Work required:
Rename "roof dormer window" to "dormer" in the part of the listing that runs from its start through the line containing "[[[87,20],[92,20],[92,15],[91,14],[87,15]]]", both ends included. Give back only those lines with nothing else changed, and leave the pictures out.
* Begin The data *
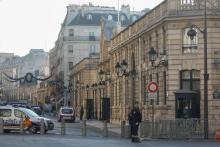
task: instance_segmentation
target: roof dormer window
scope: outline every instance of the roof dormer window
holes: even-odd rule
[[[132,16],[132,22],[134,22],[135,20],[137,20],[137,16],[136,15],[134,15],[134,16]]]
[[[87,20],[92,20],[92,15],[91,14],[87,15]]]
[[[124,16],[124,15],[121,15],[121,16],[120,16],[120,20],[121,20],[121,22],[125,21],[125,16]]]

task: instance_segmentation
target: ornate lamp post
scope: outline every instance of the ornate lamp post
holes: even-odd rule
[[[207,64],[207,0],[205,1],[204,6],[204,29],[201,30],[198,26],[192,25],[190,30],[188,31],[187,35],[190,37],[191,40],[193,40],[197,32],[193,28],[197,28],[202,34],[204,39],[204,139],[208,139],[208,133],[209,133],[209,122],[208,122],[208,80],[209,80],[209,74],[208,74],[208,64]]]
[[[134,80],[135,76],[137,75],[137,70],[136,69],[132,69],[130,71],[127,71],[127,68],[128,68],[128,63],[126,62],[126,60],[122,60],[121,63],[117,62],[116,65],[115,65],[115,69],[116,69],[116,73],[117,73],[117,76],[120,78],[120,77],[125,77],[127,78],[128,76],[131,76],[132,77],[132,80]],[[120,83],[119,83],[120,85]],[[124,106],[124,112],[125,112],[125,116],[124,116],[124,119],[126,119],[126,105],[127,105],[127,86],[128,86],[128,83],[127,83],[127,79],[125,79],[125,99],[124,99],[124,102],[125,102],[125,106]],[[133,107],[133,104],[134,104],[134,86],[132,85],[132,107]]]
[[[107,71],[104,71],[102,69],[99,70],[98,72],[98,76],[99,76],[99,79],[100,79],[100,82],[99,82],[99,92],[100,92],[100,103],[99,103],[99,108],[100,108],[100,111],[99,111],[99,116],[100,116],[100,119],[106,119],[106,118],[103,118],[102,117],[102,111],[103,111],[103,108],[102,108],[102,99],[105,98],[105,94],[107,96],[107,82],[109,81],[110,82],[110,73],[107,72]],[[103,95],[101,97],[101,93],[102,93],[102,90],[103,89]],[[106,114],[104,115],[106,116]]]

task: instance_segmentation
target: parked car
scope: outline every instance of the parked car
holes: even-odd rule
[[[40,106],[31,106],[31,110],[33,110],[35,113],[37,113],[38,115],[42,114],[42,109]]]
[[[0,106],[0,118],[4,122],[4,131],[10,132],[12,130],[20,130],[21,118],[29,118],[32,124],[31,132],[37,133],[40,131],[41,120],[44,120],[45,133],[48,130],[54,129],[54,123],[45,117],[40,117],[35,112],[30,109],[23,107],[13,107],[13,106]]]
[[[67,120],[71,122],[75,122],[75,111],[71,107],[61,107],[58,113],[58,121]]]

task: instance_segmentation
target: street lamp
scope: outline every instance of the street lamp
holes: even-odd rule
[[[165,58],[162,58],[158,64],[155,64],[157,60],[157,52],[156,50],[151,47],[150,51],[148,52],[149,61],[151,62],[152,67],[160,67],[160,66],[167,66],[168,62]],[[151,105],[152,105],[152,137],[154,136],[154,98],[151,98]]]
[[[98,72],[98,76],[99,76],[99,79],[100,79],[100,82],[98,83],[99,85],[99,92],[100,92],[100,111],[99,111],[99,116],[100,116],[100,119],[107,119],[106,118],[106,111],[104,111],[104,109],[102,108],[102,99],[104,98],[107,98],[107,93],[108,93],[108,89],[107,89],[107,82],[111,82],[111,74],[109,71],[105,71],[103,69],[100,69],[99,72]],[[103,95],[101,97],[101,89],[103,89]],[[105,96],[106,94],[106,96]],[[103,100],[104,102],[104,100]],[[102,116],[102,112],[104,112],[103,116]]]
[[[118,77],[125,77],[127,78],[128,76],[131,76],[132,77],[132,80],[134,81],[134,78],[135,76],[137,75],[137,70],[136,69],[132,69],[130,71],[127,71],[127,68],[128,68],[128,63],[126,62],[126,60],[122,60],[121,63],[117,62],[116,65],[115,65],[115,70],[116,70],[116,73],[117,73],[117,76]],[[120,81],[119,81],[120,82]],[[120,85],[120,83],[119,83]],[[127,94],[126,92],[126,89],[127,89],[127,79],[125,79],[125,94]],[[126,105],[127,105],[127,95],[125,95],[125,99],[124,99],[124,102],[125,102],[125,108],[124,108],[124,112],[125,112],[125,119],[126,119]],[[133,104],[134,104],[134,85],[132,84],[132,107],[133,107]]]
[[[79,80],[77,80],[76,81],[76,97],[75,97],[75,107],[76,108],[78,105],[78,94],[79,94],[78,89],[79,89],[79,87],[80,87],[80,82],[79,82]]]
[[[207,0],[205,0],[205,6],[204,6],[204,29],[201,30],[198,26],[192,25],[190,27],[190,30],[187,32],[187,35],[190,37],[191,40],[193,40],[197,33],[194,30],[194,28],[197,28],[202,34],[204,39],[204,139],[209,138],[209,122],[208,122],[208,80],[209,80],[209,74],[208,74],[208,64],[207,64]]]
[[[128,63],[125,60],[122,60],[121,63],[117,62],[115,65],[116,73],[118,77],[128,76],[128,72],[126,72],[128,68]]]

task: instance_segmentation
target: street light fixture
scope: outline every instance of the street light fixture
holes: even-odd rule
[[[121,63],[117,62],[115,65],[116,73],[118,77],[127,76],[128,72],[126,72],[128,68],[128,63],[125,60],[122,60]]]
[[[123,59],[120,62],[117,62],[116,65],[115,65],[115,70],[116,70],[116,73],[117,73],[117,76],[118,77],[128,77],[128,76],[131,76],[132,77],[132,80],[134,81],[134,78],[135,76],[137,75],[137,70],[136,69],[132,69],[130,71],[127,71],[127,68],[128,68],[128,63],[126,62],[125,59]],[[120,80],[119,80],[120,82]],[[119,83],[120,85],[120,83]],[[127,80],[125,79],[125,94],[127,94],[126,92],[126,89],[127,89]],[[133,85],[133,84],[132,84]],[[126,119],[126,104],[127,104],[127,95],[125,95],[125,99],[124,99],[124,102],[125,102],[125,107],[124,107],[124,112],[125,112],[125,119]],[[132,107],[133,107],[133,104],[134,104],[134,85],[132,86]],[[122,108],[121,108],[122,109]]]
[[[151,62],[151,65],[154,66],[154,62],[157,59],[157,52],[156,52],[156,50],[153,47],[151,47],[150,51],[148,52],[148,55],[149,55],[149,60]]]
[[[152,67],[159,67],[159,66],[167,66],[168,62],[165,58],[162,58],[157,65],[155,65],[155,62],[157,60],[157,51],[151,47],[150,51],[148,52],[149,61],[151,62]]]
[[[207,64],[207,0],[205,0],[204,6],[204,29],[201,30],[198,26],[192,25],[190,30],[188,31],[187,35],[190,37],[191,40],[196,37],[196,31],[193,28],[197,28],[202,34],[204,39],[204,139],[209,138],[209,122],[208,122],[208,64]]]

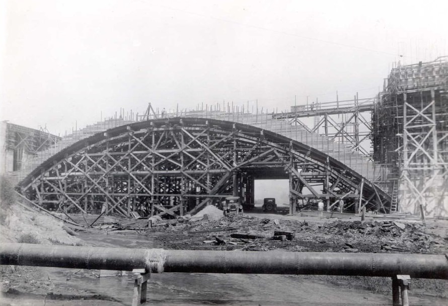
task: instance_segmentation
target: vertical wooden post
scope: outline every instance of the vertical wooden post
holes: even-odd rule
[[[421,222],[423,224],[423,226],[426,226],[426,219],[425,217],[425,211],[423,209],[423,204],[420,204],[420,212],[421,213]]]
[[[144,269],[134,269],[132,272],[135,278],[132,304],[132,306],[138,306],[146,301],[147,281],[151,277],[151,272]]]
[[[359,201],[357,205],[355,205],[355,213],[359,213],[361,209],[361,204],[362,201],[362,189],[364,188],[364,179],[361,179],[361,188],[359,189]]]
[[[392,277],[392,305],[400,306],[400,283],[397,276]]]
[[[292,173],[289,172],[289,214],[294,214],[295,212],[295,206],[293,204],[293,193],[292,193]],[[293,201],[295,202],[295,201]]]

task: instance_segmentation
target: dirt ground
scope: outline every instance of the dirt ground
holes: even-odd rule
[[[284,212],[264,213],[256,207],[238,215],[224,217],[222,212],[209,207],[204,215],[176,220],[156,219],[151,228],[134,231],[116,224],[99,224],[105,235],[129,235],[129,232],[154,239],[157,247],[175,250],[266,251],[282,249],[290,252],[399,253],[442,254],[448,253],[448,221],[428,220],[426,226],[415,219],[359,218],[321,218]],[[60,222],[46,216],[13,208],[1,227],[5,241],[48,244],[82,245],[82,240],[69,235]],[[200,215],[200,214],[198,214]],[[43,219],[42,219],[43,218]],[[23,223],[21,225],[21,223]],[[101,227],[102,226],[103,227]],[[50,235],[48,233],[53,233]],[[274,237],[275,232],[287,237]],[[130,234],[132,234],[132,233]],[[278,236],[278,235],[277,235]],[[74,273],[74,272],[73,272]],[[88,272],[90,273],[90,272]],[[96,277],[92,271],[84,277]],[[359,287],[371,292],[391,294],[387,278],[303,276],[323,280],[341,287]],[[0,305],[123,304],[106,296],[93,295],[88,290],[57,286],[45,268],[0,267],[2,296]],[[448,298],[448,281],[413,279],[413,295]]]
* End The data *
The result:
task: instance_segmentation
target: dormer
scope: outline every instance of the dormer
holes: even-odd rule
[[[132,16],[132,22],[134,22],[135,20],[137,20],[137,16],[136,15],[134,15],[134,16]]]
[[[87,20],[92,20],[92,15],[91,14],[87,15]]]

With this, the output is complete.